** Opening Exercise materials block **

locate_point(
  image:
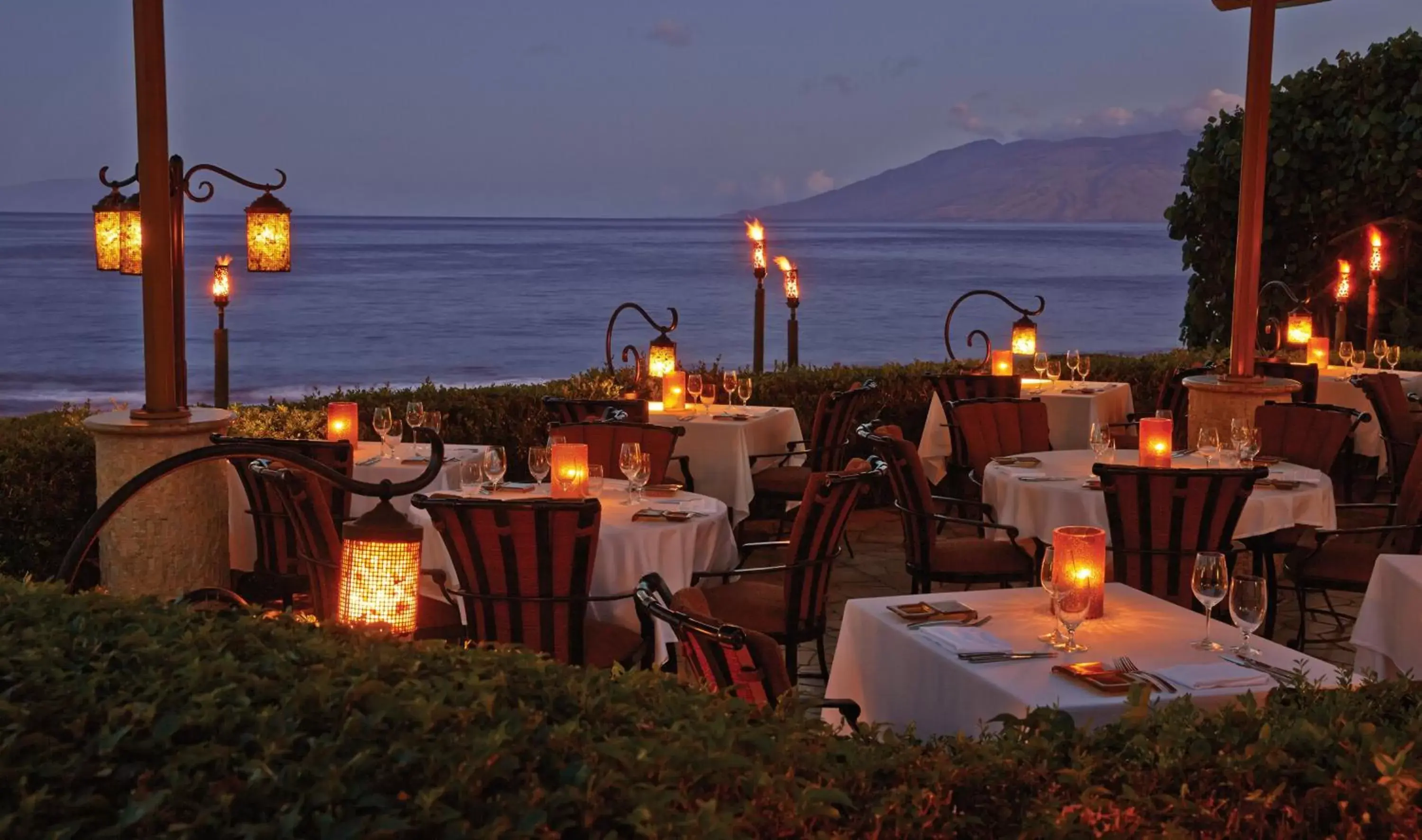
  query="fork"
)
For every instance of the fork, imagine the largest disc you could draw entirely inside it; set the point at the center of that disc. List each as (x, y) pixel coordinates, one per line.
(1125, 666)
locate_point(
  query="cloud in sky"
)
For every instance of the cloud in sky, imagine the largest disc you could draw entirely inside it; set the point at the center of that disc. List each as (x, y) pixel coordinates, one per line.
(670, 33)
(835, 82)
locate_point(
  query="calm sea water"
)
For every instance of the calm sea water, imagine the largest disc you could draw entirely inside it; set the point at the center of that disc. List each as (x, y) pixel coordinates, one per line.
(495, 301)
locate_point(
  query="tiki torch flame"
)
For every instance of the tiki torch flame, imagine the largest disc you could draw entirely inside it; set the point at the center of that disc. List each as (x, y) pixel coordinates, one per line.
(1344, 288)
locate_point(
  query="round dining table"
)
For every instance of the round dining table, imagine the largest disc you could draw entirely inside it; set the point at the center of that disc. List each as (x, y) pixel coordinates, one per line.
(1037, 501)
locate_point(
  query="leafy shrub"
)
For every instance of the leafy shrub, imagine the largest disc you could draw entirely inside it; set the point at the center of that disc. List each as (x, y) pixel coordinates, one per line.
(136, 720)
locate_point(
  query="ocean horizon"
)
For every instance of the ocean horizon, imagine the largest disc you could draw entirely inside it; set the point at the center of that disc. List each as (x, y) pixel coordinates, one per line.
(491, 301)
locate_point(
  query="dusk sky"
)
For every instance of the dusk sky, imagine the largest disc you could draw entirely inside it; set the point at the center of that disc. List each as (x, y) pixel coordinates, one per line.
(622, 107)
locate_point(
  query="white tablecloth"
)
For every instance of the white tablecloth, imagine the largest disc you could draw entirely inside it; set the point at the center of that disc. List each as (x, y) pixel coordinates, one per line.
(1068, 420)
(898, 677)
(1039, 508)
(242, 545)
(626, 550)
(721, 449)
(1387, 629)
(1334, 389)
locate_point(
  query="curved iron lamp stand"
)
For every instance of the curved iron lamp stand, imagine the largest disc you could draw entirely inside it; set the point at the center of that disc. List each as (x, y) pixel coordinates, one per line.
(384, 489)
(646, 318)
(948, 322)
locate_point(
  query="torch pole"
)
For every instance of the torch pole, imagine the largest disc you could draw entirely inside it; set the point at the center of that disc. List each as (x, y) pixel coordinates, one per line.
(219, 352)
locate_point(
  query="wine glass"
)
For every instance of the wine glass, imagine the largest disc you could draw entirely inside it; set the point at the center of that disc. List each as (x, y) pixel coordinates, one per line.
(1346, 353)
(495, 465)
(694, 389)
(628, 459)
(1209, 444)
(380, 421)
(392, 438)
(539, 462)
(414, 417)
(1249, 603)
(1211, 583)
(1073, 603)
(1056, 637)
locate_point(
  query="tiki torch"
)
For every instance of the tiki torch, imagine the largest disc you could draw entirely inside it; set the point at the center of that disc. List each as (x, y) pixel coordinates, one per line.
(757, 235)
(221, 296)
(793, 302)
(1374, 269)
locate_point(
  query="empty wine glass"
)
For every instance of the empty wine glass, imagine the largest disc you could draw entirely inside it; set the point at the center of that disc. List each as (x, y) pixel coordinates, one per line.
(694, 389)
(1209, 444)
(495, 465)
(539, 462)
(1249, 603)
(1211, 583)
(628, 459)
(380, 421)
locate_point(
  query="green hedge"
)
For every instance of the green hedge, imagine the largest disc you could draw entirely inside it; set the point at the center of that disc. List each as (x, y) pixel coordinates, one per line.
(136, 720)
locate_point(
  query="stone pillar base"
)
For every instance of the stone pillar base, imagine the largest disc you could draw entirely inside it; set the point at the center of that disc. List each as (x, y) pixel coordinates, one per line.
(1215, 402)
(173, 536)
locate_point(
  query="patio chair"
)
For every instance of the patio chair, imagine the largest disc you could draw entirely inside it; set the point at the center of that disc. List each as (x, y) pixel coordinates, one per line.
(1304, 374)
(576, 411)
(827, 451)
(794, 609)
(929, 557)
(724, 657)
(1343, 559)
(524, 572)
(275, 567)
(605, 439)
(987, 428)
(1161, 518)
(1175, 399)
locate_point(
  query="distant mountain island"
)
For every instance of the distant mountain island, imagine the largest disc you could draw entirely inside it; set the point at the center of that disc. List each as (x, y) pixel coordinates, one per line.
(1085, 180)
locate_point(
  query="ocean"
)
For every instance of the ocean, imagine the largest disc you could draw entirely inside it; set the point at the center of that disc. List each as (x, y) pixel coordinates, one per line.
(467, 302)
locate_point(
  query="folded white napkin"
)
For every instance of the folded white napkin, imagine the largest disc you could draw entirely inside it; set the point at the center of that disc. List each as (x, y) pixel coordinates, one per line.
(1213, 676)
(960, 640)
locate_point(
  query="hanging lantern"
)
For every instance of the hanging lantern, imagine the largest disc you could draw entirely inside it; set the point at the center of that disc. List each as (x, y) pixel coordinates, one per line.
(569, 469)
(380, 570)
(269, 235)
(131, 237)
(1024, 336)
(343, 422)
(1081, 556)
(1300, 328)
(662, 357)
(107, 217)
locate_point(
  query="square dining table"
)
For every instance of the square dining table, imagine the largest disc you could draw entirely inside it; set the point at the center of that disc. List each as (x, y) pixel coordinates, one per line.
(899, 677)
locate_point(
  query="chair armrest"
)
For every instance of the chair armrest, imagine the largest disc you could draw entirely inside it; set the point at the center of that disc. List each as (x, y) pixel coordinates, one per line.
(848, 708)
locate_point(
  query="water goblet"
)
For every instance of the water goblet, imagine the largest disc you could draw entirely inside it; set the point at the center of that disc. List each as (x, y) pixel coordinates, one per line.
(1211, 583)
(1249, 603)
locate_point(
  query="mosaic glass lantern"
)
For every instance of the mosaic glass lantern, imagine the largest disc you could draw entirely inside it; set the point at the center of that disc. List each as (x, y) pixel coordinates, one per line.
(380, 570)
(269, 235)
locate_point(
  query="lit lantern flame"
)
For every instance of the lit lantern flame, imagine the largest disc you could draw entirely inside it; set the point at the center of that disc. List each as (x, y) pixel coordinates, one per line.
(756, 232)
(222, 281)
(791, 278)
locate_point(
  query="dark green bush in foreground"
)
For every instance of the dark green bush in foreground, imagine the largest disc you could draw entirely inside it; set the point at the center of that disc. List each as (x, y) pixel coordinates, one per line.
(133, 720)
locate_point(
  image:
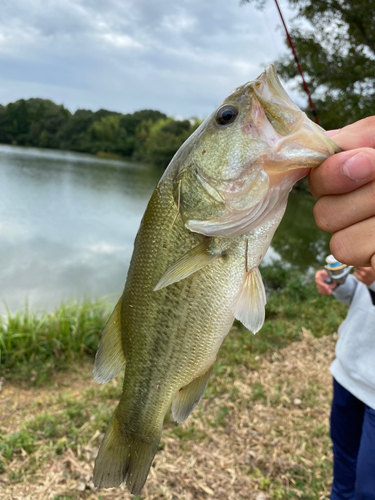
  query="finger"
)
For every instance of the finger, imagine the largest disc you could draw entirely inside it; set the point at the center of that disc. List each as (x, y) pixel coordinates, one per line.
(360, 134)
(355, 245)
(333, 213)
(343, 172)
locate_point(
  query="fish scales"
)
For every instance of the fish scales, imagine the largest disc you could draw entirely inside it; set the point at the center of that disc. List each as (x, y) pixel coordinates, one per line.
(195, 265)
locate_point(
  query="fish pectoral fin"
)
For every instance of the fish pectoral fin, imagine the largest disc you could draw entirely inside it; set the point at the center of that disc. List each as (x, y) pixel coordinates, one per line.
(110, 356)
(248, 305)
(189, 396)
(195, 259)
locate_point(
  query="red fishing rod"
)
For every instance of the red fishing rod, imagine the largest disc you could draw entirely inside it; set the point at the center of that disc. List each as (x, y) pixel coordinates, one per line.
(298, 65)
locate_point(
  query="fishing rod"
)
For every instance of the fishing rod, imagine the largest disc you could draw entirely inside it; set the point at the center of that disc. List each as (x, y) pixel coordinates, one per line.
(298, 65)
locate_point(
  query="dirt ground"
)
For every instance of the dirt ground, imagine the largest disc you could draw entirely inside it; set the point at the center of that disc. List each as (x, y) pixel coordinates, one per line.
(265, 440)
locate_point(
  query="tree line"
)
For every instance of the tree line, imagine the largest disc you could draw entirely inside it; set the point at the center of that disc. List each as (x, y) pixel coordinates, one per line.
(335, 44)
(147, 135)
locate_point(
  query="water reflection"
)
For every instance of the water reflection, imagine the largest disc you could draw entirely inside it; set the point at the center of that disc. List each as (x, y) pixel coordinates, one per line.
(68, 222)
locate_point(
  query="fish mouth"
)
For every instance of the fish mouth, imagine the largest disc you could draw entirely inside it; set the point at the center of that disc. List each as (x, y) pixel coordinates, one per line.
(292, 134)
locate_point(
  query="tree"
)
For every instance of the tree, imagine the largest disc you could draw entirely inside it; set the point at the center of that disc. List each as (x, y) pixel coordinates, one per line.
(336, 49)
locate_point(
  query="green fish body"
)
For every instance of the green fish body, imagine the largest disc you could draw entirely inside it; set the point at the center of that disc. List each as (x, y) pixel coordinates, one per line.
(195, 265)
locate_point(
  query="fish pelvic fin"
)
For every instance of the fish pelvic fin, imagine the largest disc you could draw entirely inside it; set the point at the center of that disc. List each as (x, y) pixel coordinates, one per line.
(248, 305)
(189, 396)
(124, 457)
(110, 356)
(192, 261)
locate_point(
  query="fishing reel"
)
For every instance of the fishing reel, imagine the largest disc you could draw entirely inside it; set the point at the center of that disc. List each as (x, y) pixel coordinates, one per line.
(337, 272)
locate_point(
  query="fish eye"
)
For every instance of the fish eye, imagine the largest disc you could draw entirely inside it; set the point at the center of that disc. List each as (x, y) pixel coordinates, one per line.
(226, 115)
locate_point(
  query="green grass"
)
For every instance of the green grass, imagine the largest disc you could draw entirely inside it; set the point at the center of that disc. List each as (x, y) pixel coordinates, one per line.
(32, 346)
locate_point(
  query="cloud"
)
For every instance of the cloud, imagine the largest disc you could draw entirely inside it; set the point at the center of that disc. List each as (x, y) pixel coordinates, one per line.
(180, 57)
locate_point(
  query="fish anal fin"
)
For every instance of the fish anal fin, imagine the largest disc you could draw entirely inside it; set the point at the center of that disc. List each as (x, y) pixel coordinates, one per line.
(192, 261)
(124, 457)
(248, 305)
(189, 396)
(110, 356)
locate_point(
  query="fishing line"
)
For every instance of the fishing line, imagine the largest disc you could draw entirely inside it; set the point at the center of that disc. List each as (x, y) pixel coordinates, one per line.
(298, 65)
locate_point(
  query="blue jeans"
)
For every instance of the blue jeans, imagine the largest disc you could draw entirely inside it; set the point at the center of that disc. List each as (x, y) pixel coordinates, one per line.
(353, 438)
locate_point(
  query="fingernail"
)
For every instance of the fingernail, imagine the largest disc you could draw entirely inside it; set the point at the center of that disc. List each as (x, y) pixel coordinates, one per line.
(358, 167)
(331, 133)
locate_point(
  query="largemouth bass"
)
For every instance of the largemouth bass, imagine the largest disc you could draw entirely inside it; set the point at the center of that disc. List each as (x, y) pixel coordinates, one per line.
(195, 265)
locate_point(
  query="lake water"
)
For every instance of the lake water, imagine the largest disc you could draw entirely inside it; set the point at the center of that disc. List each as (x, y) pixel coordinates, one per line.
(68, 222)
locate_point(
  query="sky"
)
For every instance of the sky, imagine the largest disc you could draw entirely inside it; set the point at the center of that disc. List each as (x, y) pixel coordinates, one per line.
(182, 57)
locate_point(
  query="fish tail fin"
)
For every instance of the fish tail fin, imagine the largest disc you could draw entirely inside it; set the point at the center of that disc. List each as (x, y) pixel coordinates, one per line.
(248, 305)
(123, 457)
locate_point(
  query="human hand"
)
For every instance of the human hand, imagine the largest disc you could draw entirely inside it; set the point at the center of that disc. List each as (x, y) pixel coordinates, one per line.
(365, 274)
(345, 187)
(322, 287)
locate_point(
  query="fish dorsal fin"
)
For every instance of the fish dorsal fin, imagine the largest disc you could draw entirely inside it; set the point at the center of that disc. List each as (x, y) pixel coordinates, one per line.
(189, 396)
(110, 356)
(195, 259)
(248, 305)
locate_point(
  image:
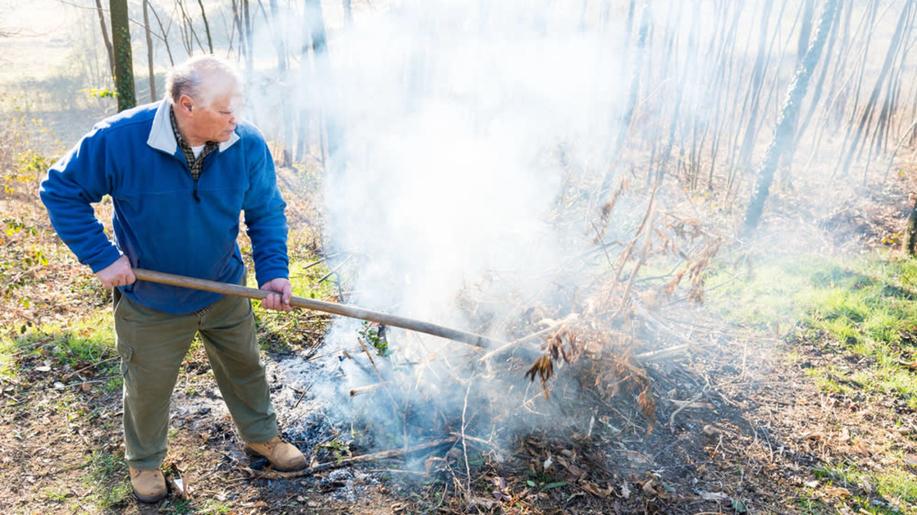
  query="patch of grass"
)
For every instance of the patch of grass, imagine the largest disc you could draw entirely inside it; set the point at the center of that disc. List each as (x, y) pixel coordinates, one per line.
(55, 495)
(75, 344)
(898, 484)
(895, 485)
(868, 306)
(283, 332)
(108, 478)
(776, 291)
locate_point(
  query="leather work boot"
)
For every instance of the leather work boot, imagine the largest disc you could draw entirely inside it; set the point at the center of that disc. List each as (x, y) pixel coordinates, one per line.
(149, 484)
(282, 455)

** Closing Exercise materials block **

**Work task**
Repeat only the lines from the one with "For every instance of the fish tail" through the end of the data, both included and exactly as written. Pictures stay out of the copy.

**Your solution**
For every instance of the fish tail fin, imagine the largest disc you could draw entirely inside it; set the point at the center of that disc. List each as (x, y) pixel coordinates, one per line.
(248, 305)
(123, 457)
locate_point(
  query="human hand"
)
For every instance of the human hand, imagine the largest disc you could draw entirely inside it; set the point at the center of that disc. List each as (x, y) pixel coordinates, one per line.
(365, 274)
(345, 187)
(322, 287)
locate_point(
  query="fish dorsal fin"
)
For every instance of the fish dorsal fin, imagine the largest disc you could draw entirely inside it; set the point at the center of that disc. List each as (x, y) pixel coordinates, one per line.
(189, 396)
(110, 356)
(195, 259)
(248, 305)
locate_point(
  image:
  query="patch of grass"
)
For every instance of the patch of grass, imagine the largest disc you could draw entirely inside it; set the point at the center of that disc. List each as (x, y) pixel coordinates, one per line.
(55, 495)
(75, 344)
(898, 484)
(895, 485)
(868, 306)
(283, 332)
(108, 478)
(776, 291)
locate_point(
  query="leather work boot"
)
For every instance of the leather work boot, imagine the largest disc you could draw entirely inside it; set the point at the center of that disc. List each as (x, y) pixel coordinates, one per line.
(149, 484)
(282, 455)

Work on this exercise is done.